**Petunjuk Latihan:** Tambahkan 87 pada setiap koordinat titik dalam jawaban, mulai dari baris yang memuat "target: bare tree branch" sampai akhir materi, lalu tulis ulang semua baris itu lengkap dengan permintaannya. Angka pada contoh keluaran tidak diubah.

**Materi yang Diberikan:**
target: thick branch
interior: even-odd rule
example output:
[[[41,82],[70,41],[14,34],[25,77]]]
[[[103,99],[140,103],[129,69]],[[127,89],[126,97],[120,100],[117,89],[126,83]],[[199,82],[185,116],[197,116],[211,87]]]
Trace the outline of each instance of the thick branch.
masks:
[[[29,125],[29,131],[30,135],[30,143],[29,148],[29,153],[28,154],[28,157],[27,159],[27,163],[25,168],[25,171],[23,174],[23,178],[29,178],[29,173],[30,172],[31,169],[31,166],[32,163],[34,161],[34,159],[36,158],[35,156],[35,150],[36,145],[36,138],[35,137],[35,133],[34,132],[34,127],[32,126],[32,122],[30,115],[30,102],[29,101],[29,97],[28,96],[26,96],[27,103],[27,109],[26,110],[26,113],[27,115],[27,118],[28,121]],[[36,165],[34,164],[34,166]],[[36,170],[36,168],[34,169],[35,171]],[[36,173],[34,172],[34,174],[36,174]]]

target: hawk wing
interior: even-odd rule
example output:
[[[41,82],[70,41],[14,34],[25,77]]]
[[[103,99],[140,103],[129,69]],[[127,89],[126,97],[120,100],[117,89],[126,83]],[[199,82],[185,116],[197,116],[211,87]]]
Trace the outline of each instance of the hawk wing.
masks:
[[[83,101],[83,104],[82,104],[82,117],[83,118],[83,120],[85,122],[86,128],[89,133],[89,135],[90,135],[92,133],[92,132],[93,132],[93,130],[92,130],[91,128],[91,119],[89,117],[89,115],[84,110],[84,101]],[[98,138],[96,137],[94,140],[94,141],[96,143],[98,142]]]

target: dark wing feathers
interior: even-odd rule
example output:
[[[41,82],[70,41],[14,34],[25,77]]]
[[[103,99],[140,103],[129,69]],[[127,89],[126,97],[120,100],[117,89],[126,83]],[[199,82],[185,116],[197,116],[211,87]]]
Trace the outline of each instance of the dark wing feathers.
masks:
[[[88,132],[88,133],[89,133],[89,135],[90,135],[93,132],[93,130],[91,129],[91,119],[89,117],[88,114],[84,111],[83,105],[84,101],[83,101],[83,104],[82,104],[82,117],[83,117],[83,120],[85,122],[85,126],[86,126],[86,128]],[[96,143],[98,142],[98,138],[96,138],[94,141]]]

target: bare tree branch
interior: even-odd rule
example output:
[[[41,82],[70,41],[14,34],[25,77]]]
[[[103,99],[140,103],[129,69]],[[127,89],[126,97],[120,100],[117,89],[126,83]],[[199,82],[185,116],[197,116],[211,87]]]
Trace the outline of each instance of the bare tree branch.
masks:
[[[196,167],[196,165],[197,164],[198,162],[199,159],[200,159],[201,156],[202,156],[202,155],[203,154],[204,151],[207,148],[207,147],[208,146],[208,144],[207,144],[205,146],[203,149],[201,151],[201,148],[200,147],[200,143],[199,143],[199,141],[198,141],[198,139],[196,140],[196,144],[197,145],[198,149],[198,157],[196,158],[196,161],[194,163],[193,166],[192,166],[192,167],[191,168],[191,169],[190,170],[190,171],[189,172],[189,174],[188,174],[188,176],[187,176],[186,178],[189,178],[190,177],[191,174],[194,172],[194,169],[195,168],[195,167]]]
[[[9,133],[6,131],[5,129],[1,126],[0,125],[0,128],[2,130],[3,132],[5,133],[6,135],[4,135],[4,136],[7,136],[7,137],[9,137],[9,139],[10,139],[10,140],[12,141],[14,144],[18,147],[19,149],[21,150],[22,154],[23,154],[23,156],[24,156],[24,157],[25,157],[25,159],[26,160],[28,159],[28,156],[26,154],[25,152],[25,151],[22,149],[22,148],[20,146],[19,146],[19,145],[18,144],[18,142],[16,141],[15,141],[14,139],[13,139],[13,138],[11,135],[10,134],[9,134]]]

**Jawaban:**
target: bare tree branch
interior: even-odd rule
example output:
[[[41,82],[70,41],[14,34],[25,77]]]
[[[103,99],[140,103],[129,69]],[[127,89],[126,97],[120,100],[117,89],[126,83]],[[199,82],[185,116],[197,116],[211,87]]]
Trace the outline of each instance of the bare tree branch.
masks:
[[[283,254],[283,252],[284,251],[285,249],[286,246],[287,246],[288,243],[289,243],[289,242],[290,241],[291,238],[294,235],[294,234],[295,233],[295,231],[294,231],[292,233],[290,236],[288,238],[288,235],[287,234],[287,230],[286,230],[286,228],[285,228],[285,226],[283,227],[283,231],[284,232],[285,236],[285,244],[283,245],[283,248],[281,250],[280,253],[279,253],[279,254],[278,255],[278,256],[277,257],[277,258],[276,259],[276,261],[275,261],[275,263],[274,263],[273,265],[276,265],[277,264],[278,261],[281,259],[281,256],[282,255],[282,254]]]
[[[96,220],[93,218],[92,216],[88,213],[87,212],[87,215],[89,217],[90,219],[92,220],[93,222],[91,222],[91,223],[94,223],[94,224],[96,224],[96,226],[97,226],[97,227],[99,228],[101,231],[105,234],[106,236],[108,237],[109,241],[110,241],[110,243],[111,243],[111,244],[112,244],[112,246],[113,247],[115,246],[115,243],[113,241],[112,239],[112,238],[109,236],[109,235],[107,233],[106,233],[106,232],[105,231],[105,229],[103,228],[102,228],[101,226],[100,226],[100,225],[98,222],[97,221],[96,221]]]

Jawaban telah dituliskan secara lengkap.